Reproduce all of the data that follows, character for character.

++++ Provided data ++++

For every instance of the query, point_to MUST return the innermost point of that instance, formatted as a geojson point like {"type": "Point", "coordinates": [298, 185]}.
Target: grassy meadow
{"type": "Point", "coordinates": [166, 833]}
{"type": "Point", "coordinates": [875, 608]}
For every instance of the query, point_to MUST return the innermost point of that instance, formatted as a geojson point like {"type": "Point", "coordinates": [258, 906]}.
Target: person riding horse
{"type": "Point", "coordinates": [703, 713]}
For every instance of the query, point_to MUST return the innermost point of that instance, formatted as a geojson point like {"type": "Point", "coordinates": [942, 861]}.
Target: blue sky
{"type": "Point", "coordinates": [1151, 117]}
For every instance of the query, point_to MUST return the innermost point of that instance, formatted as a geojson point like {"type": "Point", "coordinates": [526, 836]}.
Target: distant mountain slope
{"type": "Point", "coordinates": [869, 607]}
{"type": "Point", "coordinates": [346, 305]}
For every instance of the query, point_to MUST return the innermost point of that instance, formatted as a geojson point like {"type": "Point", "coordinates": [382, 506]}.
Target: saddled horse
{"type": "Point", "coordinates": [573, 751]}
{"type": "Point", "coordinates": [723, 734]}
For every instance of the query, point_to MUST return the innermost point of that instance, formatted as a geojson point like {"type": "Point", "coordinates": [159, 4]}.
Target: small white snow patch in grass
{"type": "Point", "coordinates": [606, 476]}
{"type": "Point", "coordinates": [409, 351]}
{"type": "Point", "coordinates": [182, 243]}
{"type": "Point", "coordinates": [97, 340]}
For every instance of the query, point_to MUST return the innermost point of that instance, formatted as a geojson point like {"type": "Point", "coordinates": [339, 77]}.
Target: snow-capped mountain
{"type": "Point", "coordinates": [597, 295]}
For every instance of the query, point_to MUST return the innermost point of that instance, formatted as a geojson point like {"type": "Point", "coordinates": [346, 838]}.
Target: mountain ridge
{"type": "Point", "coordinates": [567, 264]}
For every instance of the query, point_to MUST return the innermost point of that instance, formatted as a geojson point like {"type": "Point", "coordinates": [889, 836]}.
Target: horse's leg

++++

Complete output =
For every instance of the query, point_to MUST return the innermost point of that instance, formatted as a geojson point like {"type": "Point", "coordinates": [298, 185]}.
Target: grassy meadow
{"type": "Point", "coordinates": [166, 833]}
{"type": "Point", "coordinates": [875, 608]}
For every instance of the query, point_to MUST return the innermost point of that instance, formatted as a geojson point like {"type": "Point", "coordinates": [258, 906]}.
Target: person riding horse
{"type": "Point", "coordinates": [703, 713]}
For every instance of the query, point_to MUST return the innermost point of that instance, formatted as a geojson point like {"type": "Point", "coordinates": [942, 861]}.
Target: blue sky
{"type": "Point", "coordinates": [1151, 117]}
For every instance of the query, point_to MUST return the innermost point of that instance, formatted as a geojson point like {"type": "Point", "coordinates": [526, 836]}.
Target: distant mountain slope
{"type": "Point", "coordinates": [869, 607]}
{"type": "Point", "coordinates": [346, 305]}
For every instance of the query, point_to MUST return the innermost point of that instance, formatted as a geojson point like {"type": "Point", "coordinates": [382, 506]}.
Target: saddled horse
{"type": "Point", "coordinates": [573, 751]}
{"type": "Point", "coordinates": [723, 734]}
For every instance of the query, point_to MUST return the innermost point of that instance, formatted as a geojson point like {"type": "Point", "coordinates": [159, 4]}.
Target: small white snow patch in grass
{"type": "Point", "coordinates": [606, 476]}
{"type": "Point", "coordinates": [409, 351]}
{"type": "Point", "coordinates": [182, 243]}
{"type": "Point", "coordinates": [97, 340]}
For every instance of the query, point_to MUST return the innermost point of that instance, formatted as a geojson point like {"type": "Point", "coordinates": [339, 77]}.
Target: snow-capped mountain
{"type": "Point", "coordinates": [597, 295]}
For every instance of the query, point_to MUST return the innermost point of that instance, formatted as a geojson point like {"type": "Point", "coordinates": [346, 838]}.
Target: mountain ridge
{"type": "Point", "coordinates": [567, 264]}
For every instance of the query, point_to MUST return the innermost point of that instance, formatted as a geojson point like {"type": "Point", "coordinates": [889, 836]}.
Target: horse's leg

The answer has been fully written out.